Information shown:
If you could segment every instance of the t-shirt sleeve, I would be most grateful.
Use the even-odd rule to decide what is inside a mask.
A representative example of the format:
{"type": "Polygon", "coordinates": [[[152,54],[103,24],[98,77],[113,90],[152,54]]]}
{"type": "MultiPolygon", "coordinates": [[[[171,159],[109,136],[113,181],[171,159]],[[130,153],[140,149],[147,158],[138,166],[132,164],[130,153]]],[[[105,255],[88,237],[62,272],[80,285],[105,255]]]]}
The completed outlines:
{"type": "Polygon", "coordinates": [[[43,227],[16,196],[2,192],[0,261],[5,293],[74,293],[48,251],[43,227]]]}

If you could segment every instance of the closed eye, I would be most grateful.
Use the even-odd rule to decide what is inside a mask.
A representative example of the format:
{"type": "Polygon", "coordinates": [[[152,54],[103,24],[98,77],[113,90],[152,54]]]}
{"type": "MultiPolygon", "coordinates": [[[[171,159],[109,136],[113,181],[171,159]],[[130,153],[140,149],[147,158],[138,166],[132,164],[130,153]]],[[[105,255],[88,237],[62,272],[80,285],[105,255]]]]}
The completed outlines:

What to work on:
Send back exactly the lines from the line with "If you could segment every instance of the closed" through the end of the records.

Solved problem:
If you could segment every instance of the closed eye, I would be most grateful.
Use the even-odd rule to decide what is inside a mask.
A representative example of the format:
{"type": "Polygon", "coordinates": [[[152,54],[103,24],[98,77],[113,90],[152,54]]]}
{"type": "MultiPolygon", "coordinates": [[[[171,159],[109,136],[113,181],[171,159]],[[130,153],[140,149],[147,158],[138,166],[132,164],[130,153]]],[[[105,255],[88,237],[62,272],[80,285],[105,255]]]]}
The completed outlines:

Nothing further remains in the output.